# Problem to solve
Reproduce, word for word, everything in the records from the line containing "Exercise. Annotate the black" down to the line containing "x=434, y=183", both lines included, and omit the pictures from your answer.

# Material
——————————
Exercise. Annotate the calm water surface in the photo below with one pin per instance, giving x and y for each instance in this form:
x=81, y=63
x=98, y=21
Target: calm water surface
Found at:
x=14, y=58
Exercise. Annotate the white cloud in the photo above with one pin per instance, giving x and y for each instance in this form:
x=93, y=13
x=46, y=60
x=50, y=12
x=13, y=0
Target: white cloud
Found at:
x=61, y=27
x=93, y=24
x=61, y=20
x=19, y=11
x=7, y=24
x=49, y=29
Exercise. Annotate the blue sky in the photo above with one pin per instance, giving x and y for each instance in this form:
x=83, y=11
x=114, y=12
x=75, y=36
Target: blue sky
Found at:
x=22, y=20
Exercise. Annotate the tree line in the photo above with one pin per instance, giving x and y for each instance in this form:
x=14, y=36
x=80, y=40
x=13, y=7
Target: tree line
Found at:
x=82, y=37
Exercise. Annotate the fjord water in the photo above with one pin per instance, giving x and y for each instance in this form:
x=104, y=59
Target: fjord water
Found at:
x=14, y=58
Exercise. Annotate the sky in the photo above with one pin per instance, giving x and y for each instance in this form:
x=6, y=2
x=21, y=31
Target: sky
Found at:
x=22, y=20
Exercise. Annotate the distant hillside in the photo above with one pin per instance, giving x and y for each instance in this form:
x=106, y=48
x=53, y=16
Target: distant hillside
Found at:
——————————
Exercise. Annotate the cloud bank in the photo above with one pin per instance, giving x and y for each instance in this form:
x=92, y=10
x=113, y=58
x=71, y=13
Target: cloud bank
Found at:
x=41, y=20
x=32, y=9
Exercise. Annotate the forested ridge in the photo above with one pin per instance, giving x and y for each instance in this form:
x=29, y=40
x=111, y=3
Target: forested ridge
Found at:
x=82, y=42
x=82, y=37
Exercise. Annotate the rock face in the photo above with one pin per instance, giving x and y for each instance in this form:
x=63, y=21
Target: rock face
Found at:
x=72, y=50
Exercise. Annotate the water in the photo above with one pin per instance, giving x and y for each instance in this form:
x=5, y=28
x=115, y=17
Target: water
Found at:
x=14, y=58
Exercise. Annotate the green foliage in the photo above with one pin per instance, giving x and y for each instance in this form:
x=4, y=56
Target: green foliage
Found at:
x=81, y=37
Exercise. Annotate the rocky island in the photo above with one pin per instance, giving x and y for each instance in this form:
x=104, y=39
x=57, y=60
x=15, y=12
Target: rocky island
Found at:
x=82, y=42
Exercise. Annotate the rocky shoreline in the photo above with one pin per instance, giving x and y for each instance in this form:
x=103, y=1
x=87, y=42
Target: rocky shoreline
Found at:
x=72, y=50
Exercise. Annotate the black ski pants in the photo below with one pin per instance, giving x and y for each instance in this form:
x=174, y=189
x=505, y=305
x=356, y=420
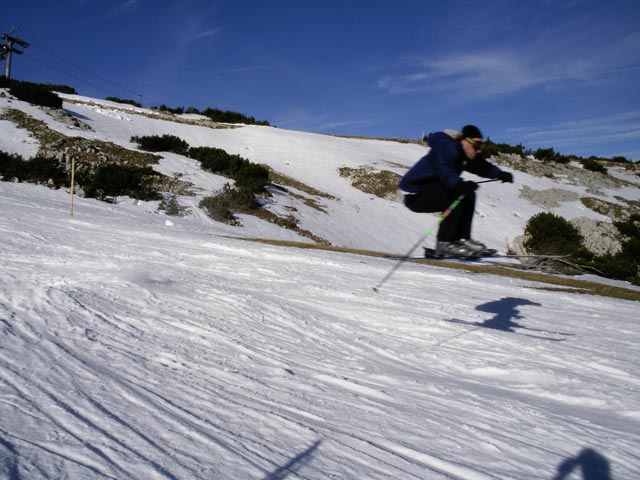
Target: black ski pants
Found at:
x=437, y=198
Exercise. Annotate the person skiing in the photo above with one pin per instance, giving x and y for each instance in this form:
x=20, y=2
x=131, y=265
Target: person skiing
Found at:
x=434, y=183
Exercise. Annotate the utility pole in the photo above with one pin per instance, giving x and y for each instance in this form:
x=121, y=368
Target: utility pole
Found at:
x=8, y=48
——————————
# Output of the task
Exercise. Annotate the black ski pants in the photo below with one pin per instance, giving x and y for each instance in this form:
x=174, y=189
x=505, y=305
x=356, y=420
Target: black ski pants
Found at:
x=437, y=198
Exercise. Annotate the person skiing in the photo above with one pin per instance, giving x and y for each instance in this form:
x=20, y=2
x=131, y=265
Target: person skiing
Found at:
x=434, y=183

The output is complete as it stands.